- _Рабочее задание_: Верните без каких-либо изменений часть фрагмента документа, начиная со слов «Камилло делился своими» и заканчивая словами «рабства, равноправие церквей.».

- _Фрагмент документа_:
============

Камилло делился своими переживаниями, в частности, с Брокедоном, подчеркивая, что приветствует британскую парламентскую реформу 1832 года, которая дала возможность включиться в политическую жизнь широким слоям населения. Кавур был вдохновлен британскими вигами, проведшими указанную реформу и выступавшими за усиление роли парламента, расширение избирательного права, ограничение полномочий короля, свободу торговли, отмену рабства, равноправие церквей.

============

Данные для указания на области
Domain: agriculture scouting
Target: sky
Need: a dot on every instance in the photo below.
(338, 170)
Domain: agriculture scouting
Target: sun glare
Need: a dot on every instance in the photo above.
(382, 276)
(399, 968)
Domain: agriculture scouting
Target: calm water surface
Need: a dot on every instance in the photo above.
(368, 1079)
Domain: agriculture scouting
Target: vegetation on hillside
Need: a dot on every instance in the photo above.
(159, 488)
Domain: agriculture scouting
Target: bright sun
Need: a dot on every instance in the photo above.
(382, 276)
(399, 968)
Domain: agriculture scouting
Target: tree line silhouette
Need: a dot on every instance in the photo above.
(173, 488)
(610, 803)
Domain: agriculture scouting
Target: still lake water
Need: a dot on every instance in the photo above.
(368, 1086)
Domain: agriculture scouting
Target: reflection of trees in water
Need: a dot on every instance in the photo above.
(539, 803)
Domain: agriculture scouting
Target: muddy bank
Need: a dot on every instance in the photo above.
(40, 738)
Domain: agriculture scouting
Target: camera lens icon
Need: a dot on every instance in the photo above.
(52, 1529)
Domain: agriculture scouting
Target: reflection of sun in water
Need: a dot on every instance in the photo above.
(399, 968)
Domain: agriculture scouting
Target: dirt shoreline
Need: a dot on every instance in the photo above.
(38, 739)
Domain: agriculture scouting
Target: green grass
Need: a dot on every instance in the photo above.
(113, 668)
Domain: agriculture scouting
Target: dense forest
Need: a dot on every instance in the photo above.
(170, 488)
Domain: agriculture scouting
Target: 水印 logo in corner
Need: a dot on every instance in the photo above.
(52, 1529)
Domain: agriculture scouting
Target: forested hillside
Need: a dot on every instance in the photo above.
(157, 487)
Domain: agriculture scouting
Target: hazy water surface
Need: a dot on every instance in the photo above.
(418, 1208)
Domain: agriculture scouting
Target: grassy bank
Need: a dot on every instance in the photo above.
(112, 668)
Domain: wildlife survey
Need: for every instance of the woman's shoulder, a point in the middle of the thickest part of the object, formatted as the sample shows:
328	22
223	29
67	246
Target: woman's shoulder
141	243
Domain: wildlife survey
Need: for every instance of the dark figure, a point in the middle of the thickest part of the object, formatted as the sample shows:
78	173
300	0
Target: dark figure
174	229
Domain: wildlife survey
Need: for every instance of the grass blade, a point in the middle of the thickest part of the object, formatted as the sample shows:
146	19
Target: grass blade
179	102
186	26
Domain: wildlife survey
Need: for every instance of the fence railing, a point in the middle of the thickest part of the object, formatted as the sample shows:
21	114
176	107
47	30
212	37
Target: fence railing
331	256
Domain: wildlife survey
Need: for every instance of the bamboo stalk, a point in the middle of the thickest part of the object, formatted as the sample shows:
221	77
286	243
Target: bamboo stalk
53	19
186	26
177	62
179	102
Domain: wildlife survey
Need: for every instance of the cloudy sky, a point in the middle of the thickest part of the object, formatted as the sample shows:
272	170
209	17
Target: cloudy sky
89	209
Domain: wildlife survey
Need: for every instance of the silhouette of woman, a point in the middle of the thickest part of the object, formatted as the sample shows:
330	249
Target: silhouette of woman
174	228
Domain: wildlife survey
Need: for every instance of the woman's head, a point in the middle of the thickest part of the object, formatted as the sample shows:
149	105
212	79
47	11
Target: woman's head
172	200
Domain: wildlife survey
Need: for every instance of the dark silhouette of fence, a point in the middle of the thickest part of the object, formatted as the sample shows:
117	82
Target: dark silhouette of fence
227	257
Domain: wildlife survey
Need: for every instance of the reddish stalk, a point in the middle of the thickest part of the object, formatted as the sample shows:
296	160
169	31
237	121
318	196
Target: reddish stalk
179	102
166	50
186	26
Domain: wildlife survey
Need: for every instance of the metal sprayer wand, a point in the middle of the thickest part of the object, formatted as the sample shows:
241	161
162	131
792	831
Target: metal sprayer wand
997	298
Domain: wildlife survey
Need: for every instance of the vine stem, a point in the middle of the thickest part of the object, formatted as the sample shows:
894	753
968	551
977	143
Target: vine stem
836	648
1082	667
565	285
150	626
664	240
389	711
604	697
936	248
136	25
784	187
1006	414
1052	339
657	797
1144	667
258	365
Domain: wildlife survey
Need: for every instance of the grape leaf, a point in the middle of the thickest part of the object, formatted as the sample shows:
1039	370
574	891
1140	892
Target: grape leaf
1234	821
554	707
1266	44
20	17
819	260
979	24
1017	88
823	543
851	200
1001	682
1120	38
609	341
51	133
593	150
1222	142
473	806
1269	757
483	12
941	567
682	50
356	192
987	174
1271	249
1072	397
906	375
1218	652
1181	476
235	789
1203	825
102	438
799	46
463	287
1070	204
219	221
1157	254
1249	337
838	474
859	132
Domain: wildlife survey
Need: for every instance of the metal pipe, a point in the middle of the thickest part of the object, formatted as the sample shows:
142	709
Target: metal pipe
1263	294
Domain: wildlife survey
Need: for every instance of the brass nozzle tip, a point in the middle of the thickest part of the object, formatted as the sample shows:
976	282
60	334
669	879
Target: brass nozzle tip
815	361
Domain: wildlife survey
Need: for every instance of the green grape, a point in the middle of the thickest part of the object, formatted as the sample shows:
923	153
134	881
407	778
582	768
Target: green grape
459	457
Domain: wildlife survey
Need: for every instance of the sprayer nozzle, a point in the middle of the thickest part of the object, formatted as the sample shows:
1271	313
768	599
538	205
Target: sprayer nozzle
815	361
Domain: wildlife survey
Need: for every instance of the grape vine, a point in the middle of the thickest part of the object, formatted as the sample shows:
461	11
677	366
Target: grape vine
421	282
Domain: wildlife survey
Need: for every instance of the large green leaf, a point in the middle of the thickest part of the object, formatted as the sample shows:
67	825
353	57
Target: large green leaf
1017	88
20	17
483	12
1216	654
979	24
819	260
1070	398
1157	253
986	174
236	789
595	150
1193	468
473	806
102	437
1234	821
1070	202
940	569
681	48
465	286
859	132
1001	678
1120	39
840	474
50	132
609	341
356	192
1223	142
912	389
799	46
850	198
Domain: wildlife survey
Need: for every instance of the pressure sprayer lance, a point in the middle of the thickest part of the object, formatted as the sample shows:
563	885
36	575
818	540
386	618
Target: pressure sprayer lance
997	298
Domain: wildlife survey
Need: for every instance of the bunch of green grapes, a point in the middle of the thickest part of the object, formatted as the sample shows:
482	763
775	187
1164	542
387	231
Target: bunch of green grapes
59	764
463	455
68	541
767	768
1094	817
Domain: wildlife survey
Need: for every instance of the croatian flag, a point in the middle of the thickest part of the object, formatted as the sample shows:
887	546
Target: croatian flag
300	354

============

- _Решение ниже_:
Камилло делился своими переживаниями, в частности, с Брокедоном, подчеркивая, что приветствует британскую парламентскую реформу 1832 года, которая дала возможность включиться в политическую жизнь широким слоям населения. Кавур был вдохновлен британскими вигами, проведшими указанную реформу и выступавшими за усиление роли парламента, расширение избирательного права, ограничение полномочий короля, свободу торговли, отмену рабства, равноправие церквей.